● Activity: Set down every entry exactly as given. Pictures are to be left out.

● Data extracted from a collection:
┏━━
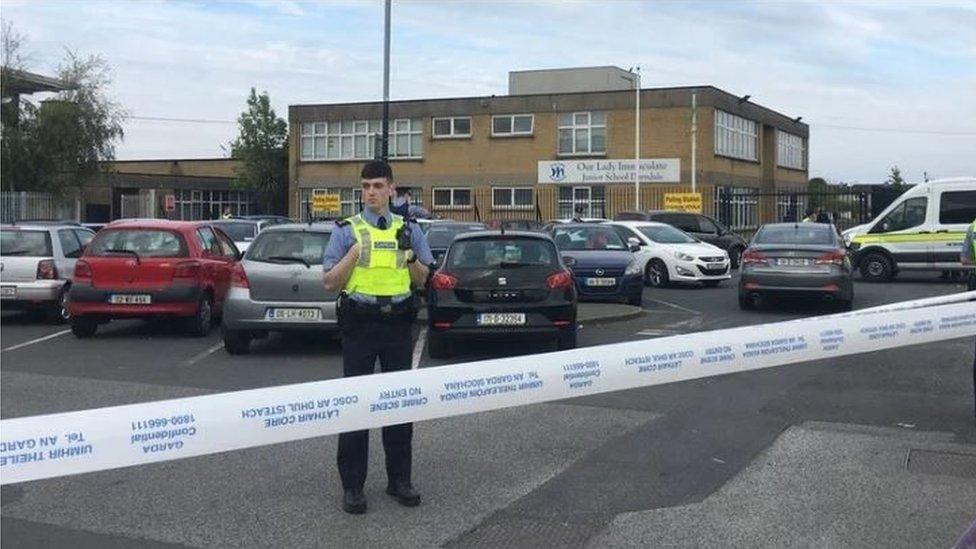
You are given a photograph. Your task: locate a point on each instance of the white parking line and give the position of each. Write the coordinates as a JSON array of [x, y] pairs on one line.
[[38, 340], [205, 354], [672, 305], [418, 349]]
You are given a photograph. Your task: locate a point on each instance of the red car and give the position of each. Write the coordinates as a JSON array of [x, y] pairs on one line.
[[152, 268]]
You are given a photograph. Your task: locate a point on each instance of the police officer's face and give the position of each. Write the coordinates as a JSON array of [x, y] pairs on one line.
┗━━
● Task output:
You are given a photograph. Your task: locate a point on each instance of the white parking line and give the position of each. Write the coordinates as a JSON array of [x, y] pairs on one line.
[[38, 340], [205, 354], [672, 305], [418, 349]]
You are given a photograph. Your task: locate a point on each instance of the red car and give the position of each. Write the coordinates as a JSON array of [x, y] pairs on one line.
[[152, 268]]
You are given a photograph. Your task: locate a point on each instance of the police officer's face and give the position of each. Write the coordinates as a JSON array of [x, y] pairs on one line.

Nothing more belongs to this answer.